_Text block_
▬▬▬▬▬▬

But in the course of time when nearly all the available lands within a practicable distance were occupied, great evils were experienced from the arbitrary acts of these functionaries, who assumed great power in defining the extent of runs by lessening one run to enlarge another. They were accused of receiving bribes, and of acting very unfairly between man and man.

The occupants were powerless against the Government, as they had only an annual license—they could not be otherwise than dissatisfied—they required a better tenure to secure them against the irresponsible acts of an arbitrary Governor and his needy subordinates." **

[** The Crown Lands of Australia. By William Campbell, M.L.C. Blackwood, London and Edinburgh, 1855, p. 10. Campbell went to England as the representative of the Victorian squatters, to advocate their right to a "preferable right of purchase" over the whole or any part of their runs, and this book was part of his advocacy.]

.........The squatting license fee was £10 per annum. Sir George Gipps wished to compel the licensee, in addition to the payment of his fee and assessment, to buy annually 320 acres of his run, at a £1 per acre, the revenue thus raised to be applied to the increase of immigration. This was felt as a great grievance by the squatters, and was protested against as illegal and unconstitutional by many who had little general sympathy with them—foremost among whom was the Rev. Dr. Lang. When the squatters published their counter proposals, he, with equal vigour, contested their justice; they in turn resented his opposition and forgot his advocacy..........

....................What was of far greater moment to the people of Moreton Bay, was the commencement and partial success of a scheme for comprehensive and systematic immigration, of which the late Rev. John Dunmore Lang was the author. That exceedingly energetic man had long before this time exerted himself very efficiently in the promotion of free, as distinguished from convict, colonization; and, in pursuing that course, had brought himself into ill-favour, not only with a large class in the colony whose feelings and prejudices were offended by hostility always open and exasperating, but with the Colonial Office in England, and with the New South Wales officials, who, with more or less feebleness, reflected the opinions and endeavoured to serve the wishes of their employers.

▬▬▬▬▬▬

_Given material_
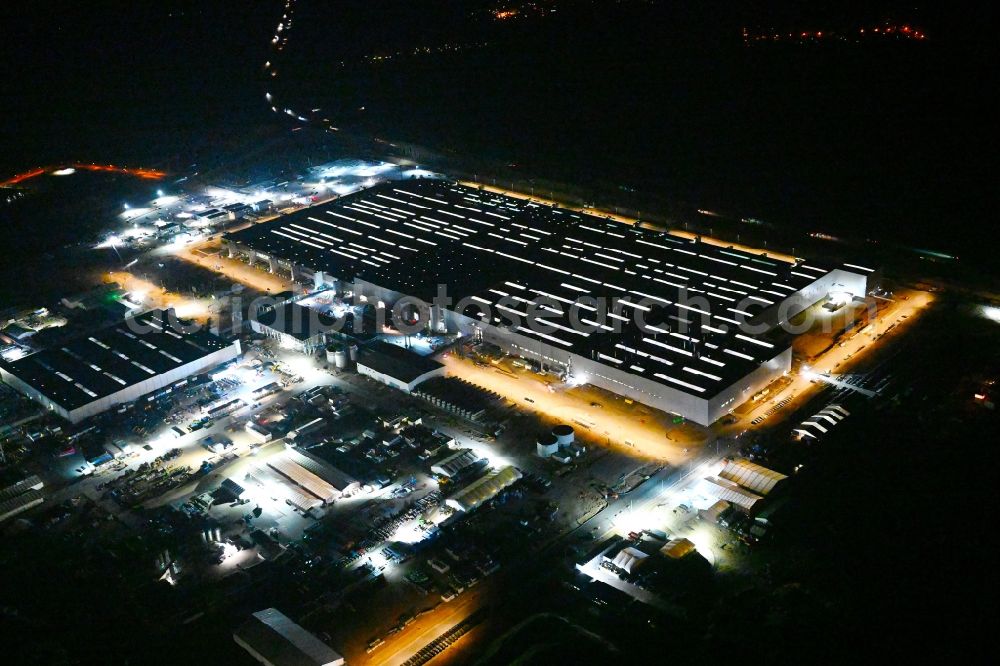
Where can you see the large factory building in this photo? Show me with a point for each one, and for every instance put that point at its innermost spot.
(118, 364)
(503, 259)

▬▬▬▬▬▬

_What is asked_
[a] For each statement, say yes or no depending on whether it agrees with the passage on squatters and Crown lands, and quote the words from that passage that decide it.
(i) The squatting license fee was £20 per year.
(ii) Sir George Gipps wanted each licensee to buy 320 acres of his run every year at £1 per acre.
(iii) Campbell's book on the Crown lands of Australia was published in 1860.
[b] According to the passage on squatters and Crown lands, who was the author of the scheme for comprehensive and systematic immigration?
The lines play no part in this exercise.

_Answer set_
[a]
(i) No: "The squatting license fee was £10 per annum."
(ii) Yes: "to buy annually 320 acres of his run, at a £1 per acre"
(iii) No: "Blackwood, London and Edinburgh, 1855"

[b] The late Rev. John Dunmore Lang was its author.